start Text provided

Writing good documentation is, first of all, good writing. I
suggest you find books on writing, study them, and practice. But
even if you are a lousy writer or have poor command of the language
in which you must document, the Golden Rule is all you really need:
``Do unto others as you would have them do unto you.'' Take time to
really think about who will be reading your documentation, what
they need to get out of it, and how you can teach that to them. If
you do that, you will be an above average documentation writer, and
a good programmer.
When it comes to actually documenting code itself, as opposed to
producing documents that can actually be read by non-programmers,
the best programmers I've ever known hold a universal sentiment:
write self-explanatory code and only document code in the places
that you cannot make it clear by writing the code itself. There are
two good reasons for this. First, anyone who needs to see
code-level documentation will in most cases be able to and prefer
to read the code anyway. Admittedly, this seems easier to the
experienced programmer than to the beginner. More importantly
however, is that the code and the documentation cannot be
inconsistent if there is no documentation. The source code can at
worst be wrong and confusing. The documentation, if not written
perfectly, can lie, and that is a thousand times worse.
This does not make it easier on the responsible programmer. How
does one write self-explanatory code? What does that even mean? It
means:
-
Writing code knowing that someone will have to read it;
-
Applying the golden rule;
-
Choosing a solution that is straightforward, even if you could
get by with another solution faster;
-
Sacrificing small optimizations that obfuscate the
code;
-
Thinking about the reader and spending some of your precious
time to make it easier on her; and
-
Not ever using a function name like ``foo'',``bar'', or
``doIt''!
How to Work with Poor
Code
It is very common to have to work with poor quality code that
someone else has written. Don't think too poorly of them, however,
until you have walked in their shoes. They may have been asked very
consciously to get something done quickly to meet schedule
pressure. Regardless, in order to work with unclear code you must
understand it. To understand it takes learning time, and that time
will have to come out of some schedule, somewhere, and you must
insist on it. To understand it, you will have to read the source
code. You will probably have to experiment with it.
This is a good time to document, even if it is only for
yourself, because the act of trying to document the code will force
you to consider angles you might not have considered, and the
resulting document may be useful. While you're doing this, consider
what it would take to rewrite some or all of the code. Would it
actually save time to rewrite some of it? Could you trust it better
if you rewrote it? Be careful of arrogance here. If you rewrite it,
it will be easier for you to deal with, but will it really be
easier for the next person who has to read it? If you rewrite it,
what will the test burden be? Will the need to re-test it outweigh
any benefits that might be gained?
In any estimate that you make for work against code you didn't
write, the quality of that code should affect your perception of
the risk of problems and unk-unks.

end Text provided

• **Exercise 1**
In the passage on documentation and working with poor code, what is said to be a thousand times worse than source code that is wrong and confusing?
• **Exercise 2**
Extend the passage on documentation and working with poor code with a few more paragraphs, picking up right after its final sentence.

start Supplied information

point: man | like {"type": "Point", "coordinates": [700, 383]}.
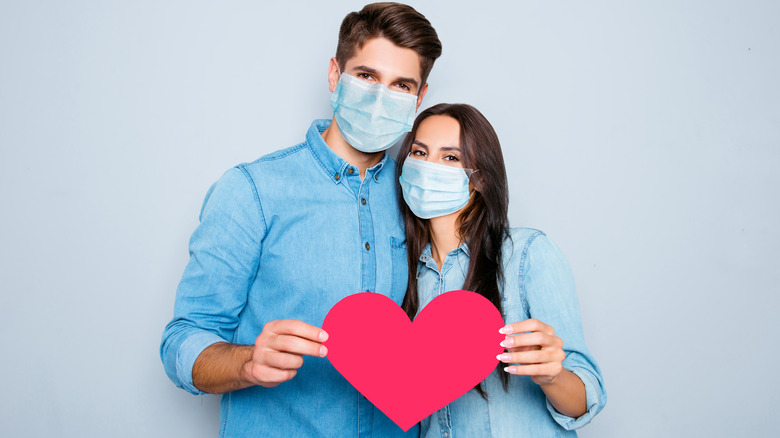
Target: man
{"type": "Point", "coordinates": [284, 238]}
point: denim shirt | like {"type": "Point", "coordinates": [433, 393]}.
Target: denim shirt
{"type": "Point", "coordinates": [538, 283]}
{"type": "Point", "coordinates": [286, 237]}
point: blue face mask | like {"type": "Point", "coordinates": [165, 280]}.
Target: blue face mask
{"type": "Point", "coordinates": [433, 190]}
{"type": "Point", "coordinates": [370, 116]}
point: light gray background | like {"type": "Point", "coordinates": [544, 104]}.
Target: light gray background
{"type": "Point", "coordinates": [641, 136]}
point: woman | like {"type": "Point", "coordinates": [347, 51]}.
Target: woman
{"type": "Point", "coordinates": [455, 201]}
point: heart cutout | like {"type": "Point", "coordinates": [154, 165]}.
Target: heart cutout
{"type": "Point", "coordinates": [409, 370]}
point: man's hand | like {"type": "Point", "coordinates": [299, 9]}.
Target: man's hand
{"type": "Point", "coordinates": [275, 358]}
{"type": "Point", "coordinates": [279, 351]}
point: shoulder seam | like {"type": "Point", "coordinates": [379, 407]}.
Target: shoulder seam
{"type": "Point", "coordinates": [252, 186]}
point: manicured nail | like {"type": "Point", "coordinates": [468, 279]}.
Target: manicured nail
{"type": "Point", "coordinates": [504, 357]}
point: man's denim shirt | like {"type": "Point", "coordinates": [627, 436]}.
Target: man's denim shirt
{"type": "Point", "coordinates": [286, 237]}
{"type": "Point", "coordinates": [538, 283]}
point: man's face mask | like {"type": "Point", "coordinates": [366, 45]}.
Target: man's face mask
{"type": "Point", "coordinates": [371, 117]}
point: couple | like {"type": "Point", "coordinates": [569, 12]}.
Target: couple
{"type": "Point", "coordinates": [284, 238]}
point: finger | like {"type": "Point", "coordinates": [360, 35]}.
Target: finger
{"type": "Point", "coordinates": [533, 357]}
{"type": "Point", "coordinates": [282, 361]}
{"type": "Point", "coordinates": [547, 369]}
{"type": "Point", "coordinates": [528, 339]}
{"type": "Point", "coordinates": [529, 325]}
{"type": "Point", "coordinates": [297, 328]}
{"type": "Point", "coordinates": [295, 345]}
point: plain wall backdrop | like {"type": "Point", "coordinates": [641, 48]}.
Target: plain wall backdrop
{"type": "Point", "coordinates": [643, 137]}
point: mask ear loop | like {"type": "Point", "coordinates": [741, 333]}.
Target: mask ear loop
{"type": "Point", "coordinates": [469, 174]}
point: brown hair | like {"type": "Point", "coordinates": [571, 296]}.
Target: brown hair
{"type": "Point", "coordinates": [399, 23]}
{"type": "Point", "coordinates": [483, 223]}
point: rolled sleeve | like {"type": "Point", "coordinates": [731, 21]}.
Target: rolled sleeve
{"type": "Point", "coordinates": [224, 257]}
{"type": "Point", "coordinates": [595, 399]}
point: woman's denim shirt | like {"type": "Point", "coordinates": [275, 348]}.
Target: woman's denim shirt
{"type": "Point", "coordinates": [538, 284]}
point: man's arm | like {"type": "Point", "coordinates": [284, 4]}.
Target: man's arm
{"type": "Point", "coordinates": [275, 358]}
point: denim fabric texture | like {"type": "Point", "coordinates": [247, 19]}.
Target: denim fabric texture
{"type": "Point", "coordinates": [538, 284]}
{"type": "Point", "coordinates": [288, 236]}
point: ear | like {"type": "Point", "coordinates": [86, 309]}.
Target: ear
{"type": "Point", "coordinates": [333, 74]}
{"type": "Point", "coordinates": [420, 96]}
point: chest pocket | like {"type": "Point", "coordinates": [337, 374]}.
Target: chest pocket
{"type": "Point", "coordinates": [400, 269]}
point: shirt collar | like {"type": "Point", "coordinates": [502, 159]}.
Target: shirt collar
{"type": "Point", "coordinates": [427, 256]}
{"type": "Point", "coordinates": [334, 166]}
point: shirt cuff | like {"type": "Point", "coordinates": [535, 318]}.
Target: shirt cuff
{"type": "Point", "coordinates": [595, 399]}
{"type": "Point", "coordinates": [189, 350]}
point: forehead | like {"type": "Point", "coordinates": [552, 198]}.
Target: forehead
{"type": "Point", "coordinates": [388, 59]}
{"type": "Point", "coordinates": [439, 131]}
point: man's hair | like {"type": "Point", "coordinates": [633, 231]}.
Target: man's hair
{"type": "Point", "coordinates": [399, 23]}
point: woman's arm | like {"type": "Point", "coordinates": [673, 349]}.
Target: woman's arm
{"type": "Point", "coordinates": [540, 353]}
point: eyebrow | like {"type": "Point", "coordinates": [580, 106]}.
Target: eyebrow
{"type": "Point", "coordinates": [374, 72]}
{"type": "Point", "coordinates": [444, 148]}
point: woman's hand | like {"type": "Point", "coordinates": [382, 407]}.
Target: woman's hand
{"type": "Point", "coordinates": [538, 351]}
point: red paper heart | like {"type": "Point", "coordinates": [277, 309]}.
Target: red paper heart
{"type": "Point", "coordinates": [410, 370]}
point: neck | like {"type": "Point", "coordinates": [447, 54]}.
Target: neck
{"type": "Point", "coordinates": [444, 236]}
{"type": "Point", "coordinates": [336, 142]}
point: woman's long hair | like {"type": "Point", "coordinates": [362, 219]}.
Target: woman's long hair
{"type": "Point", "coordinates": [482, 223]}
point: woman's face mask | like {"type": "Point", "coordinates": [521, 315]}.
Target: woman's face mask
{"type": "Point", "coordinates": [433, 180]}
{"type": "Point", "coordinates": [433, 190]}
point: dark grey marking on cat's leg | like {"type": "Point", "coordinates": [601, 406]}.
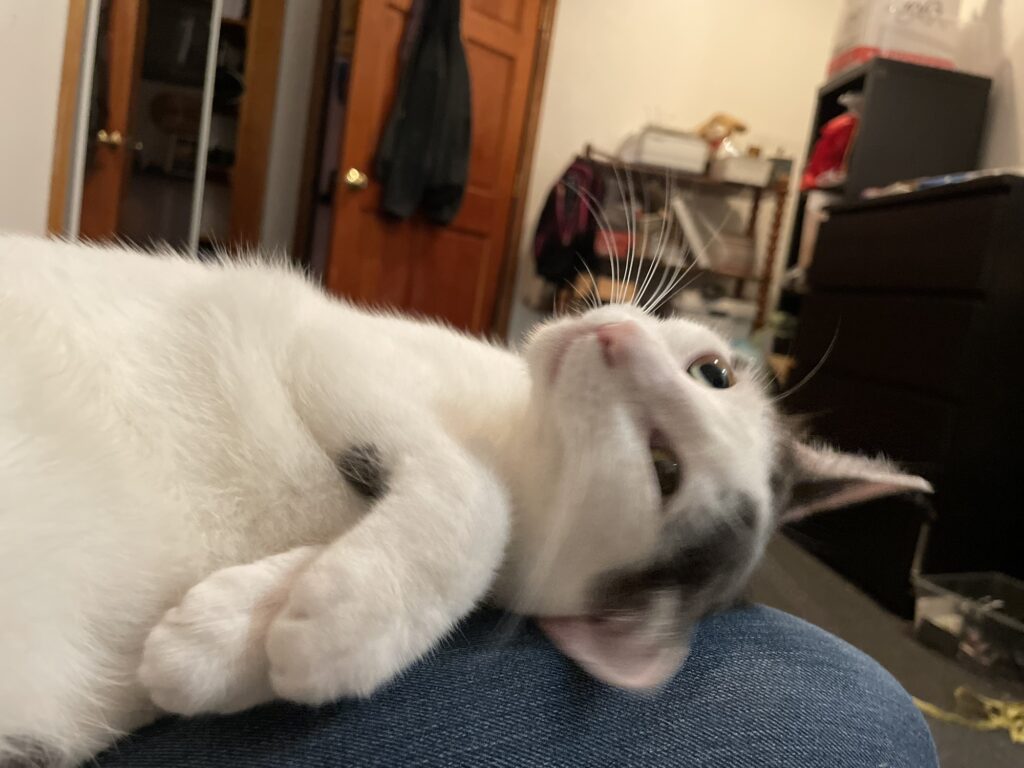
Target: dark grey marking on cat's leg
{"type": "Point", "coordinates": [364, 468]}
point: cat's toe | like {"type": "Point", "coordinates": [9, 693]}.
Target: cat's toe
{"type": "Point", "coordinates": [203, 656]}
{"type": "Point", "coordinates": [318, 653]}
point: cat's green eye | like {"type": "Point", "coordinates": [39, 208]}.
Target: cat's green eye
{"type": "Point", "coordinates": [712, 371]}
{"type": "Point", "coordinates": [667, 469]}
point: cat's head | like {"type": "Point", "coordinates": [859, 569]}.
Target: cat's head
{"type": "Point", "coordinates": [659, 470]}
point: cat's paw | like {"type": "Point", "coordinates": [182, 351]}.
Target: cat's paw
{"type": "Point", "coordinates": [203, 656]}
{"type": "Point", "coordinates": [208, 654]}
{"type": "Point", "coordinates": [342, 633]}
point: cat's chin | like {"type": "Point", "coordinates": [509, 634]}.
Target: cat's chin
{"type": "Point", "coordinates": [624, 653]}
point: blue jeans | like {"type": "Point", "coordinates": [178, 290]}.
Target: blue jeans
{"type": "Point", "coordinates": [761, 688]}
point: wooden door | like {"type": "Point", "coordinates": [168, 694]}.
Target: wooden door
{"type": "Point", "coordinates": [449, 272]}
{"type": "Point", "coordinates": [109, 157]}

end Supplied information

• **Exercise output 1**
Documentation that is not written perfectly and therefore lies.

• **Exercise output 2**
It is important to remember that abstraction and encapsulation,
two of a programmer's best tools, are particularly applicable to
lousy code. You may not be able to redesign a large block of code,
but if you can add a certain amount of abstraction to it you can
obtain some of the benefits of a good design without reworking the
whole mess. In particular, you can try to wall off the parts that
are particularly bad so that they may be redesigned
independently.
How to Use Source Code
Control
Source code control systems let you manage projects effectively.
They're very useful for one person and essential for a group. They
track all changes in different versions so that no code is ever
lost and meaning can be assigned to changes. One can create
throw-away and debugging code with confidence with a source code
control system, since the code you modify is kept carefully
separate from committed, official code that will be shared with the
team or released.
I was late to appreciate the benefits of source code control
systems but now I wouldn't live without one even on a one-person
project. Generally they are necessary when you have team working on
the same code base. However, they have another great advantage:
they encourage thinking about the code as a growing, organic
system. Since each change is marked as a new revision with a new
name or number, one begins to think of the software as a visibly
progressive series of improvements. I think this is especially
useful for beginners.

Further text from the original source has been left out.